**Task details**
Recast the listing below as a numbered list, starting with the line that contains "Exercise. Pick out the distant building" and continuing through the line that contains "pixel 408 120", with any blank lines dropped.

**Material for this task**
▼
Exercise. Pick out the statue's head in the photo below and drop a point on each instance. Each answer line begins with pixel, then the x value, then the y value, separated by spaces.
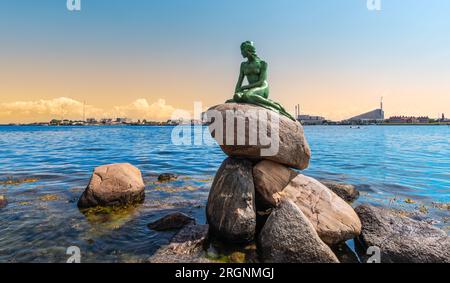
pixel 248 49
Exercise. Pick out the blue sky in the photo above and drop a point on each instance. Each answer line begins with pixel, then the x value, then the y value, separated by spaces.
pixel 334 57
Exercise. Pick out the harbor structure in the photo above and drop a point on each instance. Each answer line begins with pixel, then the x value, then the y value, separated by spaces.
pixel 375 116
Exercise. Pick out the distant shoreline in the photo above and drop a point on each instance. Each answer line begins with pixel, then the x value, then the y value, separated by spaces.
pixel 167 125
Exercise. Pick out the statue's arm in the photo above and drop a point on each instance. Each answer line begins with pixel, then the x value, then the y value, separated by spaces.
pixel 240 80
pixel 262 77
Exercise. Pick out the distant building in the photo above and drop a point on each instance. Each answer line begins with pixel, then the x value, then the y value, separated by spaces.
pixel 91 121
pixel 374 116
pixel 310 120
pixel 106 121
pixel 408 120
pixel 123 121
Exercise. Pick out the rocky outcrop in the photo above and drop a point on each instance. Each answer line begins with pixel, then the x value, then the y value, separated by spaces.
pixel 334 220
pixel 167 177
pixel 3 201
pixel 289 237
pixel 258 195
pixel 249 131
pixel 231 203
pixel 344 191
pixel 172 221
pixel 401 239
pixel 270 178
pixel 187 246
pixel 113 185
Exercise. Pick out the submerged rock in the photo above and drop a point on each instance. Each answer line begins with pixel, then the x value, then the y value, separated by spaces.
pixel 3 201
pixel 265 134
pixel 231 203
pixel 187 246
pixel 271 178
pixel 113 185
pixel 289 237
pixel 334 220
pixel 172 221
pixel 167 177
pixel 401 239
pixel 344 191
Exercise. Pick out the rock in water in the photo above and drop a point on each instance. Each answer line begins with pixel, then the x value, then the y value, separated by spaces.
pixel 271 178
pixel 249 131
pixel 187 246
pixel 346 192
pixel 289 237
pixel 172 221
pixel 334 220
pixel 167 177
pixel 113 185
pixel 231 203
pixel 3 201
pixel 401 239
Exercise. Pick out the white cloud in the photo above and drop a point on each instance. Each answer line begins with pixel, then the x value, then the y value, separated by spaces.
pixel 72 109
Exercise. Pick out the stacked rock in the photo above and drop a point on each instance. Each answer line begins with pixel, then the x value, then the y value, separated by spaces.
pixel 256 195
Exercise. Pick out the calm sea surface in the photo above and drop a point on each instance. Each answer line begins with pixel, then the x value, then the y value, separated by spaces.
pixel 43 171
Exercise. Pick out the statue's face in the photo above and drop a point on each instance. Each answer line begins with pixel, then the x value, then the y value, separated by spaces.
pixel 244 53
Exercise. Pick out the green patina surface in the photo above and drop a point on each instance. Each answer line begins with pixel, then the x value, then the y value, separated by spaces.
pixel 257 90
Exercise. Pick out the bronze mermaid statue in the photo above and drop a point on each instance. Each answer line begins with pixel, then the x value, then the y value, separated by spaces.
pixel 257 90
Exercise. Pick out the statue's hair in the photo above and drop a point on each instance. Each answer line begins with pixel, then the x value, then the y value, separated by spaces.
pixel 248 46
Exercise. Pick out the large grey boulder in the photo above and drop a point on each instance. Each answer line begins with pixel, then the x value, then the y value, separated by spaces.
pixel 249 131
pixel 334 220
pixel 113 185
pixel 271 178
pixel 289 237
pixel 231 203
pixel 401 239
pixel 187 246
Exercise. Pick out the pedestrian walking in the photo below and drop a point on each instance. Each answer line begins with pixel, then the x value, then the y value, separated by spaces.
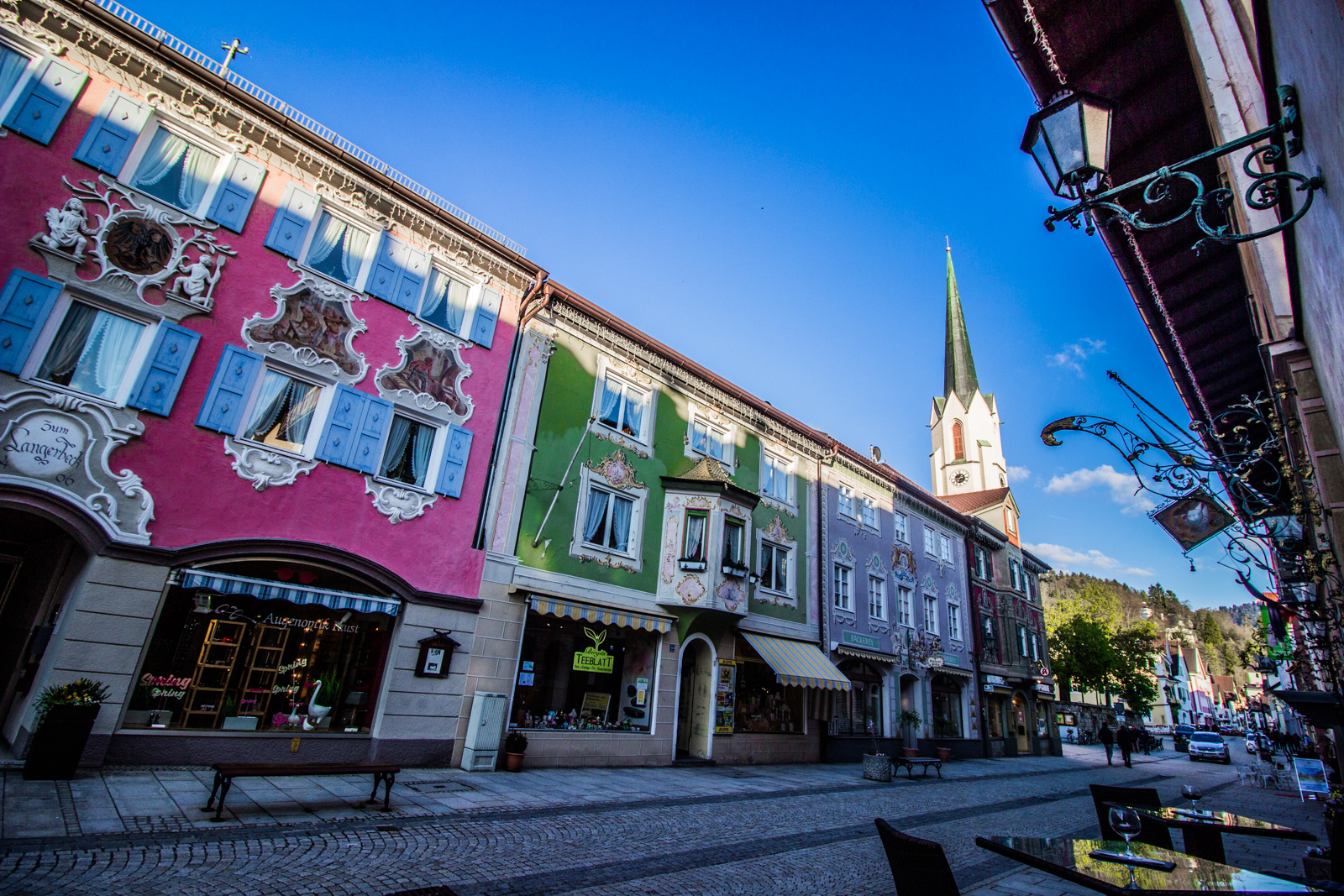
pixel 1126 738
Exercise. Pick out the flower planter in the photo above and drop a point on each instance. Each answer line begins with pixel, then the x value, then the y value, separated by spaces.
pixel 57 746
pixel 877 768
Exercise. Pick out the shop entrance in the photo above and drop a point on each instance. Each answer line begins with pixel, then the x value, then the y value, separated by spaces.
pixel 1019 720
pixel 35 558
pixel 696 701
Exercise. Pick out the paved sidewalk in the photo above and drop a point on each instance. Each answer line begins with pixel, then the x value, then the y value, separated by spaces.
pixel 167 799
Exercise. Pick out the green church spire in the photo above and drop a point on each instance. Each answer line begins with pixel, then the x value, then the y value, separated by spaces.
pixel 958 367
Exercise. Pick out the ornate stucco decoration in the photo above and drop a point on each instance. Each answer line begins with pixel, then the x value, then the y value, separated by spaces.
pixel 904 564
pixel 616 470
pixel 60 443
pixel 429 375
pixel 138 244
pixel 265 468
pixel 313 327
pixel 396 503
pixel 776 532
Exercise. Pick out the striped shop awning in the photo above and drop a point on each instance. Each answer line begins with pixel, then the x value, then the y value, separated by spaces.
pixel 606 616
pixel 797 663
pixel 268 590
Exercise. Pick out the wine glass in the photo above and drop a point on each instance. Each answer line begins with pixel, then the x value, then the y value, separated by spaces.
pixel 1128 825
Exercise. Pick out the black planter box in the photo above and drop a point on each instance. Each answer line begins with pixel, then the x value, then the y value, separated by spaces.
pixel 57 746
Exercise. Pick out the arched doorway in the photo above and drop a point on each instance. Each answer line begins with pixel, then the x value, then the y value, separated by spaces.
pixel 696 701
pixel 1019 723
pixel 947 707
pixel 37 559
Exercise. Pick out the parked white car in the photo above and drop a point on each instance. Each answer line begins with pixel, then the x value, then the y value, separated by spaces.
pixel 1207 745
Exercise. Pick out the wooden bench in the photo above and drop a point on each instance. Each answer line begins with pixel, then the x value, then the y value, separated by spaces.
pixel 898 762
pixel 226 772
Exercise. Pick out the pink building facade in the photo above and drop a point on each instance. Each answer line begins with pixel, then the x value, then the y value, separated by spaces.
pixel 249 389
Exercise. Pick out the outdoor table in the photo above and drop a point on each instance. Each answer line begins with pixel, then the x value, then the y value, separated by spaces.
pixel 1070 860
pixel 1203 832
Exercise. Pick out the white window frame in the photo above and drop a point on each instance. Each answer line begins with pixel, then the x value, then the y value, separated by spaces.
pixel 877 598
pixel 605 372
pixel 192 134
pixel 931 614
pixel 436 456
pixel 842 574
pixel 786 468
pixel 326 392
pixel 847 501
pixel 906 606
pixel 578 548
pixel 790 567
pixel 727 437
pixel 34 54
pixel 474 295
pixel 53 325
pixel 366 265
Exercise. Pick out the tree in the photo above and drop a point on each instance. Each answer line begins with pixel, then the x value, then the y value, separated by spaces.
pixel 1132 667
pixel 1081 654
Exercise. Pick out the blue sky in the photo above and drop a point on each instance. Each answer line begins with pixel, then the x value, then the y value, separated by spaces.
pixel 766 188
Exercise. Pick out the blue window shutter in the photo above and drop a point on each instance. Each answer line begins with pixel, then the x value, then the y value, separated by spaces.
pixel 487 315
pixel 45 100
pixel 398 273
pixel 109 139
pixel 228 391
pixel 237 192
pixel 454 469
pixel 293 217
pixel 24 305
pixel 373 432
pixel 156 389
pixel 342 430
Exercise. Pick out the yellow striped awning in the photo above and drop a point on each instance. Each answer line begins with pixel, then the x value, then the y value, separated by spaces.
pixel 797 663
pixel 606 616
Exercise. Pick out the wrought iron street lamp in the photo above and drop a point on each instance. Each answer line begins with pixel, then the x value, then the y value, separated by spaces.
pixel 1070 141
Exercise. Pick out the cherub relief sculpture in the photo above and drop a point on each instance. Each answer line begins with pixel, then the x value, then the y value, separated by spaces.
pixel 67 228
pixel 197 284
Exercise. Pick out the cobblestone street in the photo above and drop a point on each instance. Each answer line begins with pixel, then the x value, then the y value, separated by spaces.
pixel 786 829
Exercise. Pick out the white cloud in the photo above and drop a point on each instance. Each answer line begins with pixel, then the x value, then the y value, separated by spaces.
pixel 1124 488
pixel 1072 356
pixel 1068 558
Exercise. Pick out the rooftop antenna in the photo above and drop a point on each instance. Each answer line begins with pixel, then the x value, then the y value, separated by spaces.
pixel 234 49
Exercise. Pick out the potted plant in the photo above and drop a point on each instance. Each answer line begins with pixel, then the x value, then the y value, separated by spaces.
pixel 60 730
pixel 877 766
pixel 911 721
pixel 515 745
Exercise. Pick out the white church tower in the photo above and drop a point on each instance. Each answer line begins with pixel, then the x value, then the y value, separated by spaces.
pixel 967 450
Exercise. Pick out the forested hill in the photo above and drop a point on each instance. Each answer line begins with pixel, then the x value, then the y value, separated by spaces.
pixel 1222 633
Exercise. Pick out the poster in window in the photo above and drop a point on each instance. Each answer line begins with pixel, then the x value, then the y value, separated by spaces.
pixel 725 705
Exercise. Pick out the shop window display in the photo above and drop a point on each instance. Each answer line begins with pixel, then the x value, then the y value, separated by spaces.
pixel 585 676
pixel 241 663
pixel 764 705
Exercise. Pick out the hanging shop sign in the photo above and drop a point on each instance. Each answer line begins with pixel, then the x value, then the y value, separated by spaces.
pixel 725 703
pixel 593 658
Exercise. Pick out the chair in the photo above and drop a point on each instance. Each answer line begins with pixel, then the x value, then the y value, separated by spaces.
pixel 1153 833
pixel 918 867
▲
**The result**
1. Exercise. Pick out the distant building in the photo above and drop a point on each instance. Each answer line begins with pixel, then the x value, then the y value, separated by spaces.
2. pixel 91 121
3. pixel 374 116
4. pixel 310 120
5. pixel 106 121
6. pixel 408 120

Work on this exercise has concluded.